> Passage for review
★ ★ ★ ★

One of Mr. Bush's most influential choices would be John D. Graham as
administrator of the Office of Information and Regulatory Affairs in the
Office of Management and Budget. If confirmed, Mr. Graham, a Harvard
professor who has argued that the costs of most environmental regulations
exceed their benefits, would be in charge of reviewing all regulations
proposed by federal agencies.
As he said in a 1996 speech at the Heritage Foundation, "environmental
regulation should be depicted as an incredible intervention in the
operation of society."
Mr. Bush has also said he would nominate Linda J. Fisher to be deputy
administrator of the E.P.A. Most recently she headed the government
affairs office at Monsanto. Ms. Fisher served at the E.P.A. in the Reagan
and first Bush administrations as director of the office of pesticides
and toxic substances; assistant administrator for policy, planning and
evaluation; and as chief of staff.

★ ★ ★ ★

> Supplied data

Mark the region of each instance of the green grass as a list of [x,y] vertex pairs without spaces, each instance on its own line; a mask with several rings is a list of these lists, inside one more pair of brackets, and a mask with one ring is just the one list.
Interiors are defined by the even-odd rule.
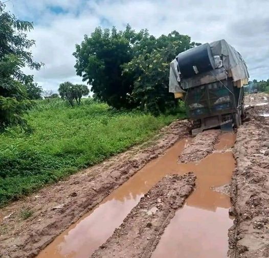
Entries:
[[37,102],[26,116],[33,132],[0,134],[0,205],[141,143],[180,115],[117,111],[84,100]]
[[20,211],[20,216],[23,220],[26,220],[29,217],[31,217],[34,211],[30,210],[29,209],[24,209]]

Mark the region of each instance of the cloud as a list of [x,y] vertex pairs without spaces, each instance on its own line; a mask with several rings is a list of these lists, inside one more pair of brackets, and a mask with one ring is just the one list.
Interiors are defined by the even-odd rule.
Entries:
[[176,30],[194,41],[225,38],[245,60],[252,79],[269,76],[269,1],[266,0],[11,0],[8,8],[34,22],[35,59],[46,64],[34,71],[46,89],[61,82],[81,83],[74,68],[75,45],[98,26],[147,28],[155,36]]

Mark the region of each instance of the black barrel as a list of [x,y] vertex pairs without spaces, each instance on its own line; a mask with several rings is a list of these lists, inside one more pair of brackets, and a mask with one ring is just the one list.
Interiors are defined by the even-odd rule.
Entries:
[[214,57],[208,43],[180,53],[176,59],[183,78],[215,69]]

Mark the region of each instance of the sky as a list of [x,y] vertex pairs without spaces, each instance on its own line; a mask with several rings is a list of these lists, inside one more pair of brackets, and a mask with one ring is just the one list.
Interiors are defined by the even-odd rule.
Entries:
[[18,18],[34,23],[32,51],[45,65],[27,72],[54,92],[62,82],[82,83],[72,53],[84,34],[97,26],[124,29],[128,23],[156,36],[177,30],[201,43],[225,38],[241,54],[251,80],[269,78],[269,0],[10,0],[6,5]]

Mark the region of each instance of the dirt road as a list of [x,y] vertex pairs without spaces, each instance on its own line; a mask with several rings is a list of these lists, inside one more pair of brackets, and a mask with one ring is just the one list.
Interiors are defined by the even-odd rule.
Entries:
[[[122,252],[113,252],[119,256],[129,250],[125,237],[134,247],[129,251],[133,255],[125,257],[149,257],[151,252],[153,258],[224,257],[227,252],[232,257],[269,257],[266,97],[246,96],[247,118],[236,134],[216,130],[192,137],[188,122],[177,121],[150,142],[2,209],[0,257],[104,257],[115,251],[115,243],[122,247]],[[168,196],[161,199],[168,202],[163,210],[141,215],[144,206],[148,210],[159,201],[154,193],[158,189],[163,188],[165,196],[189,185],[186,177],[177,176],[175,186],[171,177],[162,181],[164,176],[189,172],[196,175],[196,187],[182,208],[169,205],[182,205],[185,197],[171,201]],[[148,197],[141,200],[144,195]],[[25,210],[33,213],[23,220]],[[168,224],[165,217],[173,215]],[[154,226],[147,226],[151,216],[162,225],[154,233]],[[139,244],[138,233],[147,240]],[[152,248],[147,249],[148,243],[154,243]],[[148,256],[136,256],[146,249]]]
[[193,190],[195,182],[191,173],[164,177],[141,198],[92,257],[150,257],[175,211]]

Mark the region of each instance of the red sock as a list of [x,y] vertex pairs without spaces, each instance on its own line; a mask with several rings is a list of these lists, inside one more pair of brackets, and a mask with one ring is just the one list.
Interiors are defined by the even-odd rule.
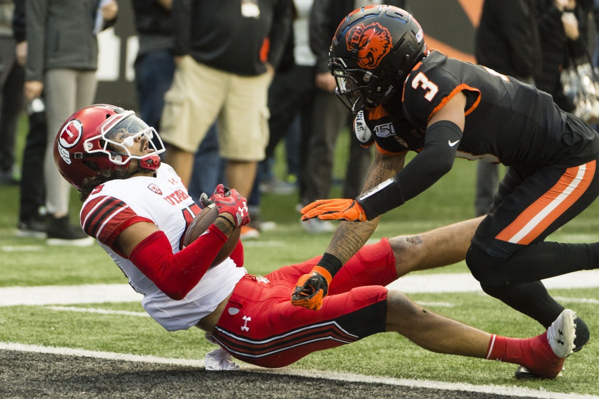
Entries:
[[521,364],[524,360],[522,356],[524,353],[521,345],[527,340],[491,334],[485,358]]

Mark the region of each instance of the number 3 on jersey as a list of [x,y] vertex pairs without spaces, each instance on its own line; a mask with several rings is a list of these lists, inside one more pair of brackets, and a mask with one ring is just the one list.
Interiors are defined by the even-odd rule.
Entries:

★ ★ ★ ★

> Work request 1
Do the following statements agree with the passage on President Bush's regulatory nominees? Answer yes or no for each, and quote the deciding words. (a) John D. Graham is a Harvard professor. (b) Linda J. Fisher most recently headed the government affairs office at Monsanto. (c) Graham gave his speech at the Heritage Foundation in 1998.
> Work request 2
Continue the passage on President Bush's regulatory nominees, starting after its final sentence.
The rows are drawn from a different source than the passage on President Bush's regulatory nominees.

> Output 1
(a) Yes: "Mr. Graham, a Harvard professor"
(b) Yes: "Most recently she headed the government affairs office at Monsanto."
(c) No: "As he said in a 1996 speech at the Heritage Foundation"

> Output 2
Phil Clapp, president of the National Environmental Trust, called her a
"moderate, corporate-style Republican, not a hidebound conservative" and
said Ms. Fisher was seen as "pretty reasonable by environmentalists"
during her tenure as head of the agency's pesticide office.
"But afterward," he said, "she headed Monsanto's lobbying operation while
the company was trying to head off any government oversight of
genetically engineered crops."
Mr. Griles, the mining lobbyist picked as deputy Interior secretary,
worked in the Reagan Interior department at a series of jobs, ending up
as assistant secretary of lands and minerals management.
He then became an executive at the United Company, a coal, oil and gas
development company. Until recently he was a lobbyist for National
Environmental Strategies, with clients including the National Mining
Association, Occidental Petroleum, Edison Electric and the Coalbed
Methane Ad Hoc Committee.
John Grasser, a spokesman for the National Mining Association, said that
Mr. Griles's industry experience was an important asset for his new post.
"You've got to get the people who understand the issues," he said.
And he disputed the complaint of environmentalists that the candidates
were captives of industry. "When they get into these jobs, they have to
walk somewhat of a middle line," Mr. Grasser said.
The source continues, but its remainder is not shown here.